§ Exercise description
The whole listing that follows, pictures excepted, should be printed again exactly as given.

§ Data supplied
__________
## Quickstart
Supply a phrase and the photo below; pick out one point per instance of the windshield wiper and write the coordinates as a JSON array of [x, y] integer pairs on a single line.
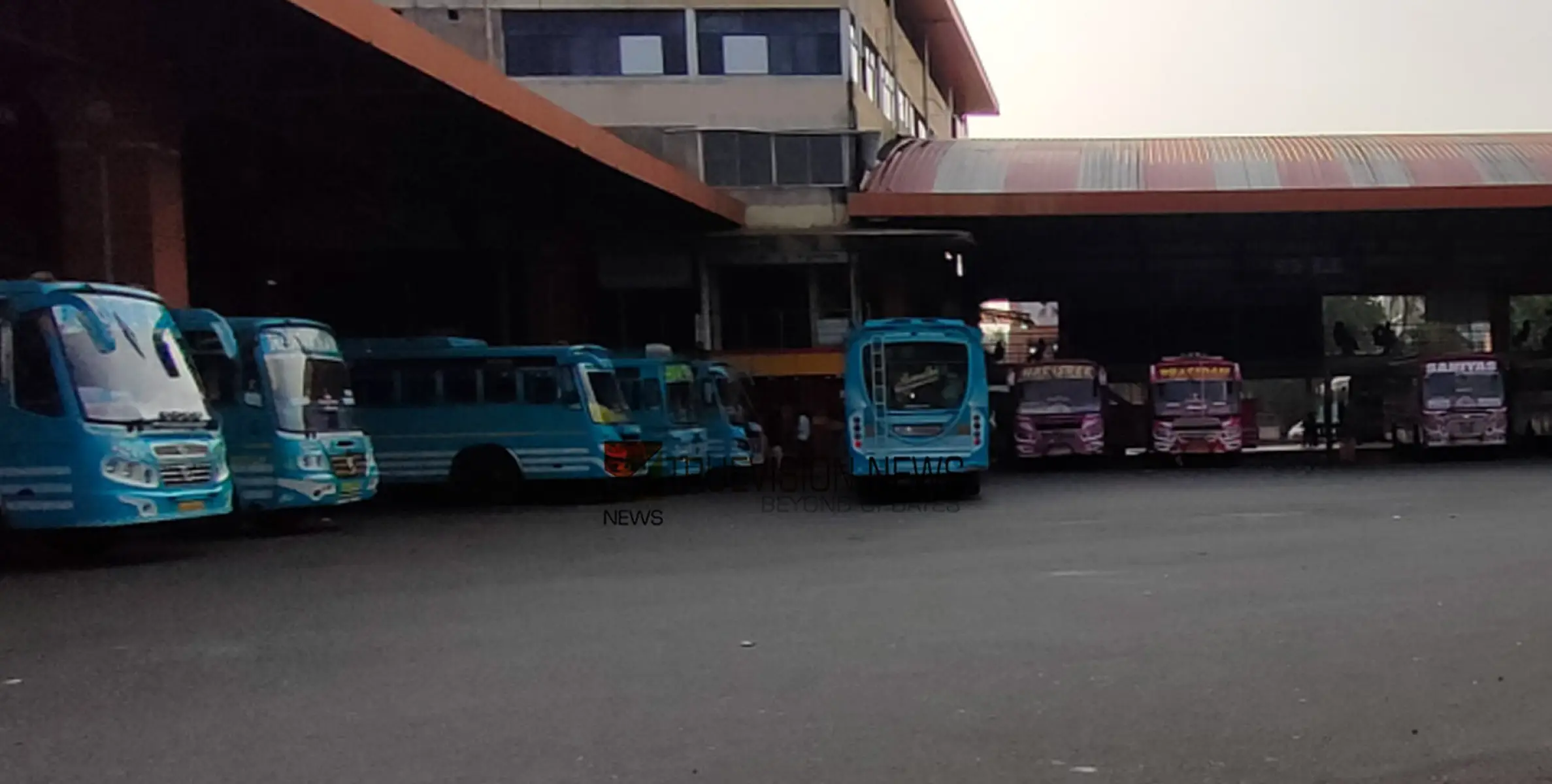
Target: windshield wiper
[[129, 336]]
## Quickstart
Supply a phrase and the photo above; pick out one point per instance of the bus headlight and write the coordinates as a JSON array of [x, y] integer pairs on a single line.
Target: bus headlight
[[131, 472], [312, 461]]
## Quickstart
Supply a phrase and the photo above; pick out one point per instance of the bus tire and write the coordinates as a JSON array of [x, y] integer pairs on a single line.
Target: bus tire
[[487, 474], [969, 485]]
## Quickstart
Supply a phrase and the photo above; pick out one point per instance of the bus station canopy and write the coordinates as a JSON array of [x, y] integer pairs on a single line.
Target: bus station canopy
[[1214, 174]]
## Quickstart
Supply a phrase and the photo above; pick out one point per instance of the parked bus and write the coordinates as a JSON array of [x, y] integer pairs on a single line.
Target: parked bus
[[733, 438], [1195, 402], [486, 418], [917, 402], [103, 423], [667, 404], [1061, 409], [286, 409], [1449, 401]]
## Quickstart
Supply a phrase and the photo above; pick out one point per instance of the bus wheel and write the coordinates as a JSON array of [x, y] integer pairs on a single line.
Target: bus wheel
[[487, 474]]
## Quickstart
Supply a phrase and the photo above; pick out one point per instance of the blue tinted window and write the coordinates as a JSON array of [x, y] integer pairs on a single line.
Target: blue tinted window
[[592, 42], [797, 42]]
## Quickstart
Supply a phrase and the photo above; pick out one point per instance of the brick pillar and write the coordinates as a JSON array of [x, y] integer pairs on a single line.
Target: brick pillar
[[561, 292], [122, 184]]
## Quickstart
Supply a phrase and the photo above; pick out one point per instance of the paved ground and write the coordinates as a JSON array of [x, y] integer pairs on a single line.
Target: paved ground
[[1374, 626]]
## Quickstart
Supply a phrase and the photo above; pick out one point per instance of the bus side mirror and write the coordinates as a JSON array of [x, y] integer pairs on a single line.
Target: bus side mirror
[[93, 323], [229, 340]]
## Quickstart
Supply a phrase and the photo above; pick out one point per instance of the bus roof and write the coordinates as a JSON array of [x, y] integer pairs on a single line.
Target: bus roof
[[254, 323], [33, 287], [1194, 359], [463, 347], [648, 362], [879, 327]]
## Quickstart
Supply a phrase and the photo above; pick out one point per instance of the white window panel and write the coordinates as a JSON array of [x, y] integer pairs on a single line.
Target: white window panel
[[746, 55], [640, 55]]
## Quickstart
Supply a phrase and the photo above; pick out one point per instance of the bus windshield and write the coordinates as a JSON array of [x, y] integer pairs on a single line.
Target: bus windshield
[[1059, 395], [606, 397], [1176, 395], [145, 379], [733, 399], [684, 402], [1464, 390], [924, 374], [312, 395]]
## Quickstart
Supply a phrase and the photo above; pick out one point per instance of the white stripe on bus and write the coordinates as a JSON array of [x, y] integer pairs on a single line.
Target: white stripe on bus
[[13, 489], [38, 471], [39, 506]]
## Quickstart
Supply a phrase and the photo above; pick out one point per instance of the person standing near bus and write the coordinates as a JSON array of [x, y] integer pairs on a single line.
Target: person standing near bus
[[804, 438]]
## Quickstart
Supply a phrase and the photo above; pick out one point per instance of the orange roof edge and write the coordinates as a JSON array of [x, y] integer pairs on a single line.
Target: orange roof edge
[[1183, 203], [433, 56], [966, 71]]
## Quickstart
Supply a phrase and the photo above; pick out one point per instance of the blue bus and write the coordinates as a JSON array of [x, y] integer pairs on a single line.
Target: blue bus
[[103, 421], [727, 415], [917, 402], [286, 410], [667, 402], [485, 418]]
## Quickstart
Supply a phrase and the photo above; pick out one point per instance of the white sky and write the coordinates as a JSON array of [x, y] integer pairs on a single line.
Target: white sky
[[1214, 67]]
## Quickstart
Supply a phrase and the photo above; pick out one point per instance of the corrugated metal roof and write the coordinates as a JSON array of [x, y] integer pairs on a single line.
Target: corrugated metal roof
[[1225, 163]]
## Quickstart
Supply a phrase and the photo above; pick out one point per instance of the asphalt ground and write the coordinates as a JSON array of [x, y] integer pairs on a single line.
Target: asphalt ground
[[1372, 625]]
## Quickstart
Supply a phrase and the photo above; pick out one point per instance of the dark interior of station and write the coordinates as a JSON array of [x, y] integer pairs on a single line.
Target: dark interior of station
[[328, 179], [1259, 289], [1244, 286]]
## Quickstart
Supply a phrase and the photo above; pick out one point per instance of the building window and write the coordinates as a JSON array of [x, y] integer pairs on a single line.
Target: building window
[[778, 42], [870, 69], [738, 159], [887, 95], [595, 42], [857, 52]]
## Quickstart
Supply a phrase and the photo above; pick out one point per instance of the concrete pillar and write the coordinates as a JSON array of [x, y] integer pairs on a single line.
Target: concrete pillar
[[561, 292], [1503, 331]]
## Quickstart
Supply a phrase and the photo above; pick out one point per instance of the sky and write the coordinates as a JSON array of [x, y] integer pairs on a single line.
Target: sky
[[1222, 67]]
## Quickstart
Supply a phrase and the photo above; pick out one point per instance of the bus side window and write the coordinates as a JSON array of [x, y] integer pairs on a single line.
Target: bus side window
[[33, 373], [220, 378], [632, 387], [461, 384], [5, 357], [567, 385], [250, 376], [418, 385], [373, 384], [500, 384], [539, 387]]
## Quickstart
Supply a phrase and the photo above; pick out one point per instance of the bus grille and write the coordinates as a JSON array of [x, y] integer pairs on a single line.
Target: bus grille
[[180, 451], [350, 465], [187, 474]]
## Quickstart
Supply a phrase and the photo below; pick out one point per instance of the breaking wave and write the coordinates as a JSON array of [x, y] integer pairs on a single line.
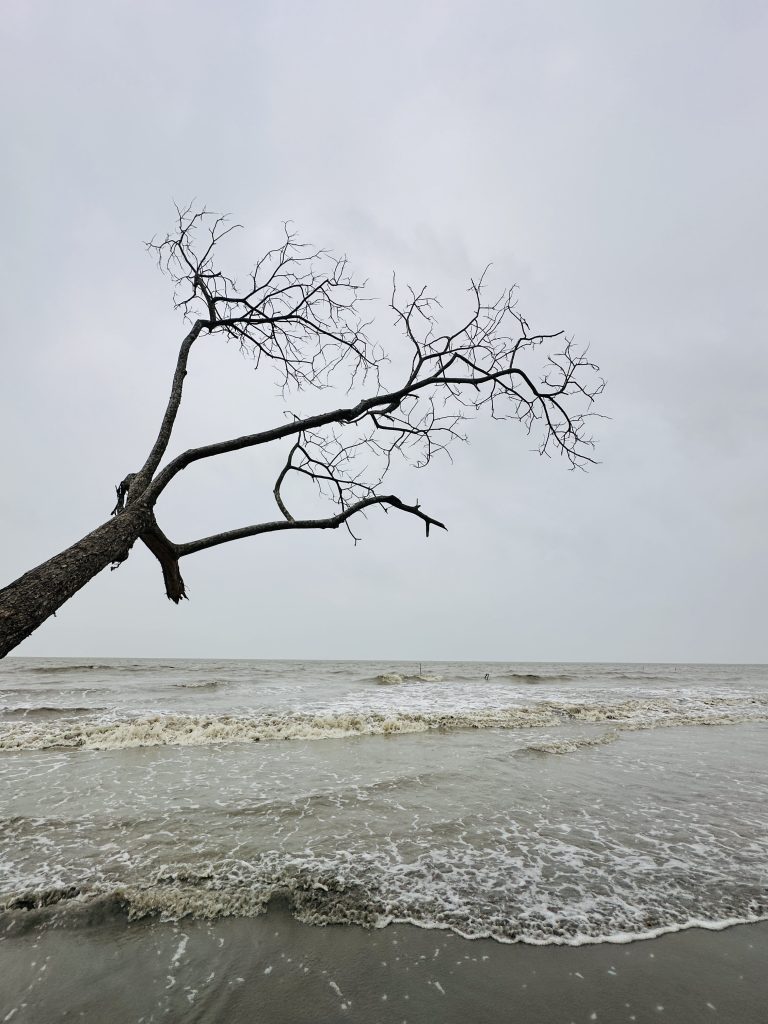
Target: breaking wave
[[394, 678], [347, 891], [196, 730]]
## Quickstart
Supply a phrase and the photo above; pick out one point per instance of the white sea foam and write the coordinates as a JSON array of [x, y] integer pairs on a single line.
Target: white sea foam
[[196, 730]]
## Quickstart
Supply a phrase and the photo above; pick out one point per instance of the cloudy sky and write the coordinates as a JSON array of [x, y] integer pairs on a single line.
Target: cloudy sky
[[608, 158]]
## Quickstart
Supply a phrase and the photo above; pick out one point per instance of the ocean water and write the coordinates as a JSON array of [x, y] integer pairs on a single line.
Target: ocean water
[[561, 804]]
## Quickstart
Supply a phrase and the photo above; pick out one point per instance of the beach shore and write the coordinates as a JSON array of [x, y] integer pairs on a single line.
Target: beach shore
[[273, 970]]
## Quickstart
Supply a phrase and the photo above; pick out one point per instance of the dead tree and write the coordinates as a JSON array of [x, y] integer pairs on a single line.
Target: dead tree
[[299, 311]]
__________
§ Reply to the task
## Quickstart
Supply a phrase and the photo below; pick out one point per instance of the windshield wiper and write the coordinates as a JSON array of [x, y] integer pairs on a single line.
Target: windshield wiper
[[129, 336]]
## Quickstart
Supply a phrase and the photo above; pick out one point per instance of the bus headlight and write the coordinates as a JSON array of [x, y] integer pairs on a single line.
Target: bus headlight
[[131, 472], [312, 461]]
## Quickstart
Supply a phrase and the photo above; pick out one point per instance of the bus tire and write the coordinates as a JSON array of [x, y] integer pairs on a single line.
Target: bus tire
[[487, 474], [969, 485]]
## Quickstart
Supply a phrase and the photo above; pick out one point per instance of the bus station canopy and write the coordinates as a JSON array of [x, y] integer pairs on a single line.
Target: bus station canopy
[[1214, 174]]
## Quickstart
Supply a phrase and the photo above; pick out one point per instance of the parked bus and write the coordinates as a JSON array of [x, y] integer pairs on a single line.
Target: parked bus
[[733, 438], [1195, 402], [486, 418], [917, 402], [103, 423], [667, 404], [1061, 409], [286, 409], [1449, 401]]
## Quickstart
Supply a phrase and the photo above; pick out one point per instance of the bus wheel and write the coordinates as a JSON array of [x, y] integer pairs on a single line.
Target: bus wheel
[[487, 474]]
## Quickstart
Supply a phrase and the photo above; pick out one point per instance of the blue tinted window and write the coordinates as a JSON array of [x, y] integer pairs on a single line.
Target: blue tinted window
[[592, 42], [797, 42]]
## Quickstart
Supply a phrase and the photo above; pick out one point per instance of the brick pillar and write the coordinates as a JSON array of [x, y] integer pairs on a single line.
Target: brick pillar
[[561, 292], [122, 184]]
## Quickstart
Supply a phrase and the photo above; pick out one point per instance of the paved ground and write the coordinates as a JSON array of [x, y] integer pairs on a single line.
Target: paved ground
[[1374, 626]]
## Quickstart
Supply a phrase and the photo above; pick out one point per instance of the bus side mirror and write the coordinates as a JSON array of [x, y] integer pairs on a single line.
Target: bus side mirror
[[93, 323], [229, 340]]
## Quickstart
Supply a phrase and the photo above; pick out one point per instance of the bus roof and write the coordinates as a JSON array of [x, y] integer pairs on a single line.
Target: bus roof
[[254, 323], [33, 287], [1194, 359], [463, 347], [648, 362], [879, 327]]
## Quickstart
Supply a phrase and the photo above; pick out one point per instance of the white window panel and write the coordinates as a JSON array of [x, y] integer pairs on a single line.
Target: white window panel
[[746, 55], [640, 55]]
## Quickstart
Supply a phrase and the photo above; pick out one point per instance of the bus windshield and write the coordinates as a JSON array of [x, y] integer pairs on a single line.
Target: bus windshield
[[1059, 395], [606, 397], [1176, 395], [145, 379], [733, 399], [684, 402], [1464, 390], [924, 374], [312, 395]]
## Quickstart
Supply a phrase and the photo above; pick out one point per instance of the white stripe on bus and write the coordinates as a JSON array of [x, y] integer pairs on a single line.
Target: white stripe on bus
[[13, 489], [38, 471], [39, 506]]
## Quickstart
Supply a phrase and the photo above; pick out one point per instance of the person standing near bus and write the coordinates as a JSON array of [x, y] integer pairs on a single line.
Target: person standing near bus
[[804, 438]]
## Quickstart
Supply a phrase and the photo above; pick out one point per instance of the orange roof edge and write the coordinates as a JSON array of [x, y] integer pairs on a single line.
Target: orange roof edge
[[1183, 203], [433, 56], [966, 71]]
## Quickstart
Supply a phrase and the photo above; pick out one point per instance of the blue bus and write the coordinates as a JSON array of [x, y] integer pairs on a single line.
Target: blue bus
[[103, 421], [727, 415], [917, 402], [286, 410], [667, 402], [485, 418]]
## Quickstart
Supply a phrase and the photo above; pick out one point per instance of the white sky and write the coordinates as a JSON array of [x, y] integer pairs on a single line.
Target: white sky
[[1214, 67]]
## Quickstart
Supply a phrase and the photo above; pick out one point per instance of the corrugated metal roof and write the coordinates as a JSON array of [x, y] integer pairs on a single line.
Target: corrugated metal roof
[[1225, 163]]
## Quickstart
Supply a phrase and the photo above; pick out one point per instance of the asphalt ground and write the coordinates as a JSON array of [x, y] integer pairs on a single line.
Target: asphalt ground
[[1372, 625]]
## Quickstart
Supply a phrase and the photo above; pick out one point per instance of the dark interior of station and write the coordinates as a JSON array of [x, y] integer pairs on a single line.
Target: dark interior of station
[[328, 179], [1259, 289], [1244, 286]]
## Quickstart
Supply a phrase and the photo above; pick out one point per instance of the building window and write the coordinates as a JSON array of [x, y] integer pairs on a single line.
Target: building window
[[778, 42], [870, 69], [738, 159], [887, 95], [595, 42], [857, 52]]
## Quickstart
Supply a phrase and the photo above; pick out one point per instance of the concrete pillar and write the coordinates as a JSON array of [x, y] integer pairs on a single line.
Target: concrete pillar
[[561, 292], [1503, 331]]
## Quickstart
Supply a phrase and the photo above; pick out one point per instance of the sky and write the coordinates as a JSON array of [x, y] integer pairs on a single line.
Target: sky
[[1222, 67]]
## Quickstart
Supply a phrase and the photo above; pick out one point per instance of the bus side window and write the coordinates as a JSON array of [x, y] integer pairs on a single line.
Target: bus side window
[[33, 373], [220, 378], [632, 387], [461, 384], [5, 357], [567, 385], [250, 376], [418, 385], [373, 384], [500, 384], [539, 387]]
## Quickstart
Supply a phrase and the photo above; pick out one point per instance of the bus grille and write the coordinates as a JSON array of [x, y] integer pairs on a single line.
Target: bus grille
[[180, 451], [350, 465], [187, 474]]
## Quickstart
Supply a phrase and the photo below; pick out one point per instance of the breaking wave and write the coordinates as a JSON array of [x, y] integer pairs on a single line.
Target: breaking wave
[[394, 678], [347, 891], [196, 730]]
## Quickstart
Supply a phrase and the photo above; pick out one point per instance of the white sea foam and write the coordinates as a JSON array of [x, y] integer pairs on a single line.
Target: white sea foam
[[196, 730]]
## Quickstart
Supply a phrase and the photo above; pick out one point per instance of the cloudy sky and write the coordinates as a JSON array of [x, y] integer pairs on a single line.
Target: cloudy sky
[[608, 158]]
## Quickstart
Supply a phrase and the photo above; pick out one point per instance of the ocean water and write the coordinates as a JSON array of [x, y] integer pairs on a single line.
Target: ocean water
[[561, 804]]
## Quickstart
Supply a phrase and the photo above; pick out one point per instance of the beach shore and write the coordinates as a JSON array of [x, y] integer pairs on a single line.
Target: beach shore
[[273, 970]]
## Quickstart
Supply a phrase and the photo above; pick out one point per instance of the dead tree and write the coordinates as a JSON array of [x, y] integer pairs on a single line.
Target: dead tree
[[299, 311]]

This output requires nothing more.